- 262 -

XVII. НАЦИОНАЛЬНЫЙ ВОПРОС

 

Мне было, наверно, лет пять. Во двор дачи зашла старая, плохо одетая женщина, за ней шла девочка еще меньше меня. Женщина заговорила со мной, но я ничего не мог понять, она еще раз повторила, я опять ни слова не понял. Тогда она спросила, очень незнакомо выговаривая слова:

-Это здесь живет еврейское семейство?

-Нет, - ответил я. - Здесь мы живем!..

-А уже как твое фамилие?

-Сосновский...

-Ну, так так и есть! - и она пошла к крыльцу.

Так в голове моей родился вопрос:

-Мама, а кто такие евреи?

К великому моему удивлению оказалось, что мой папа - еврей! Потому лишь, что его родители были евреи. Есть такой народ.

Много позже я спросил папу, еврей ли я? Почему в свидетельстве о рождении я записан - русский? Потому что мама - русская? Впрочем, фамилия мамы - Гержеван-Лати, тоже явно не русская. Папа сказал мне: в какой же ты еврей? Ты и по еврейски ни слова не знаешь, и вырос в традициях русской культуры, не знаешь никаких еврейских обычаев.

Вопрос о национальности того или другого знакомого никогда не поднимался в нашем доме, человек рассматривался лишь как личность.

Позже, в 7-8 классах, когда оказалось, что ребят - евреев в классе несколько человек, мы почему-то с удовольствием рассказывали анекдоты про Рабиновича. Даже хотели написать книгу, составленную из анекдотов про Рабиновича. Уже и начало ее придумали.

Но в паспорте, когда я получил его, в пятом пункте стояло: русский. И когда старые евреи допытывались, еврей ли я, приходилось делать оговорки, словно оправдываясь: не знаю "Своего" языка.

 

- 263 -

В 1940 году, во время моей цыганской одиссеи, меняя паспорт, я назвался цыганом. Как говорится, обстоятельства обязывали. Так, с "цыганским" паспортом, и был я призван в армию.

(В том же 1940 году один приятель, забыв мою фамилию, отправил мне открытку с адресом: "г. Энгельс, Энгельсгражданстрой Володьке - цыгану". Открытка меня нашла!)

Так и жил я, не особенно придавая значение нечеткости моего происхождения. Пусть, кому хочется, считают меня евреем: а вот комбат Гостев, когда ему жаловались, что Сосновский нарушает армейскую дисциплину - до сих пор не сбрил усы! - комбат говорил:

-А пускай! Он у меня один цыган на весь батальон - пусть будет с усами! У них религия такая.

**СПИСОК ЗАПИСЕЙ:**
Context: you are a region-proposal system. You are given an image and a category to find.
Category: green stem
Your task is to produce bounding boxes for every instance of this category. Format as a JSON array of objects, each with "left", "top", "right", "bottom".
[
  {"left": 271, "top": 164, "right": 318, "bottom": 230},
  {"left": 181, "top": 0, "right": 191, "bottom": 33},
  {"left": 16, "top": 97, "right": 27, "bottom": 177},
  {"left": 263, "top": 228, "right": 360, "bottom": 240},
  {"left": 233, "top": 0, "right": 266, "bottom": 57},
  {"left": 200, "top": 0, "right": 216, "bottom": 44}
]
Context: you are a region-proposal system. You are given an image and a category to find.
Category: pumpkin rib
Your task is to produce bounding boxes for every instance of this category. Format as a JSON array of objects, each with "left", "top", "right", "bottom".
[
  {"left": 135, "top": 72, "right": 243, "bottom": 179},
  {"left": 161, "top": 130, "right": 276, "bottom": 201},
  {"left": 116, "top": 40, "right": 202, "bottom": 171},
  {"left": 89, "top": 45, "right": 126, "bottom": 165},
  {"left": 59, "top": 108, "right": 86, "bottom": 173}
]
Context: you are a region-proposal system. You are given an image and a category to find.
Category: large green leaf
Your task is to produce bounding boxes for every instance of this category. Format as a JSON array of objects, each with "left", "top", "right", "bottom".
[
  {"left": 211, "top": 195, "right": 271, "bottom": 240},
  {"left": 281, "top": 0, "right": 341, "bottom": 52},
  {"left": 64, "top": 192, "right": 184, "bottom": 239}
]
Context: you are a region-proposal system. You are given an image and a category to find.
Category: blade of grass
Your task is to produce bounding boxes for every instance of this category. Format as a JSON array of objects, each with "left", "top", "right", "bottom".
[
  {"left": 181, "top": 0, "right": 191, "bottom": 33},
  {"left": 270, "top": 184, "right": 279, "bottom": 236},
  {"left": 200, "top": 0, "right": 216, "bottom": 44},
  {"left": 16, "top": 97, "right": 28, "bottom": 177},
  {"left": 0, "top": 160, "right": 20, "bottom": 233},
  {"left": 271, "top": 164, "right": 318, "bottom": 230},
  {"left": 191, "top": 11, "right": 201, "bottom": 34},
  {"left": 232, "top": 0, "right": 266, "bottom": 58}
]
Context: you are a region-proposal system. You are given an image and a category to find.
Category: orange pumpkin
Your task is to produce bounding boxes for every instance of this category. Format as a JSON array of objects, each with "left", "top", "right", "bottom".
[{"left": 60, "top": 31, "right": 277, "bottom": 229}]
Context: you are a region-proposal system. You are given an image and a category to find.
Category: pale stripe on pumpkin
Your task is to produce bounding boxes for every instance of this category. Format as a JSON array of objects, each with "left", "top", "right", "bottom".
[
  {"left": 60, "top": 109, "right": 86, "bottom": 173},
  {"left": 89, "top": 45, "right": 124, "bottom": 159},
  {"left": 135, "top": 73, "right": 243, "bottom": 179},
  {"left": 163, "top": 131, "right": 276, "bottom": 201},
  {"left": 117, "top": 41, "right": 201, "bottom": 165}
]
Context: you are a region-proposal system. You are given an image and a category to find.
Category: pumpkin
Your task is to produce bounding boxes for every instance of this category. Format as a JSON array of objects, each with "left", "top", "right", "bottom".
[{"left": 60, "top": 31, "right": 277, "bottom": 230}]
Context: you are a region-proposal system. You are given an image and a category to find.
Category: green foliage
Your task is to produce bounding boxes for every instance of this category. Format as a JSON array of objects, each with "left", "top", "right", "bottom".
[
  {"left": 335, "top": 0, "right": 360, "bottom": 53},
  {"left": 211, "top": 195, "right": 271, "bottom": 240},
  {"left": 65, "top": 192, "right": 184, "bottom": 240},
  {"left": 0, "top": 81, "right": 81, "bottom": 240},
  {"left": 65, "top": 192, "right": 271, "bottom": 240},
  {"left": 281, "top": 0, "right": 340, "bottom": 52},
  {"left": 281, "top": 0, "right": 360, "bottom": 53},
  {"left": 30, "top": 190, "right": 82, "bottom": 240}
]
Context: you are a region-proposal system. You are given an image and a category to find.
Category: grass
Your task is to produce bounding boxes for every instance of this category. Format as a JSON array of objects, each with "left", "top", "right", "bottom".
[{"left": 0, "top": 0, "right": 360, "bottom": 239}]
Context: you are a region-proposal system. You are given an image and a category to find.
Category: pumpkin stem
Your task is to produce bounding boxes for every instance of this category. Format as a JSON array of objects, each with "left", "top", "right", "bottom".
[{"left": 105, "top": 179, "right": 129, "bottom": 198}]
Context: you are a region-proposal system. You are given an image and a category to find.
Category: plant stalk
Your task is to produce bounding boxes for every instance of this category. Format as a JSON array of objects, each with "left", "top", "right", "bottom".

**ЗАДАНИЯ:**
a) Какая фамилия у мамы, согласно отрывку о национальном вопросе?
b) Напишите продолжение отрывка о национальном вопросе, начиная сразу после его последней фразы.
Записи — отдельный материал, к отрывку о национальном вопросе они не относятся.

**ОТВЕТЫ ПО ЗАДАНИЯМ:**
a) Гержеван-Лати.

b)
Так что кто хотел считать меня цыганом - я тоже не обижался. В Серове, в лагере, куда прибыл я этапом в 1950 году, среди зека отличил я двух евреев. Один из них, Генрих Хагер, был австрийский еврей, хорошо образованный человек, в Париже окончивший сельскохозяйственный институт. Говорил на нескольких европейских языках, знал музыку, - но просидев 13 лет, так и не приспособился к лагерному быту, не смог применить своих знаний себе на пользу - работал почти весь свой срок на общих работах, голодал и мерз, вечно чинил и латал старые свои изношенные шмотки, сплошные заплаты. И вечно распоряжались и командовали им хамы и прохиндеи, исповедующие свою "доктрину": "Умри ты сегодня, а я - завтра". И именно по национальному признаку он дружил со своим напарником по бригаде - Пельховичем. Пельхович был из Палестины. Это тогда, когда государства Израиль еще не было. Совсем малограмотный простой рабочий - но комсомолец. И он много мечтал о стране социа-

 

- 264 -

лизма - Советском Союзе. И в конце концов осуществил свою мечту - где легально, где нелегально переходил границы, пробрался в нашу страну. И к моменту моей с ним встречи - сидел уже девятнадцатый год. Правда, отбыв 10 лет за шпионаж, он освободился, но совсем не надолго - его снова посадили.

Оба эти мои "земляка" были парии. Они не умели ни постоять за себя, ни огрызаться, ни дать сдачи. Ко всему прочему, в Серове были они в бригаде Лехи Пушкаренко, наполовину состоящей из бывших полицаев из западных областей, публики очень сволочной и шкурной. Сам Пушкаренко был при немцах комендантом в лагере военнопленных. А надо сказать, - я несколько лет, не по своему желанию, жил с ними бок о бок, - эти бывшие полицаи были порядочные сволочи, кто больше, кто меньше. И многие - стукачи.

И вот однажды утром, когда бригада построилась на вахте на развод* в бригаде Пушкаренко недосчитались двоих: Хагер и Пельхович замешкались в бараке, - что-то забыли, может, рабочие рукавицы. Надзиратели отогнали бригаду вправо - и стали пересчитывать и пропускать следующую.

-Вон они, вон они!.. - крикнул кто-то в колонне.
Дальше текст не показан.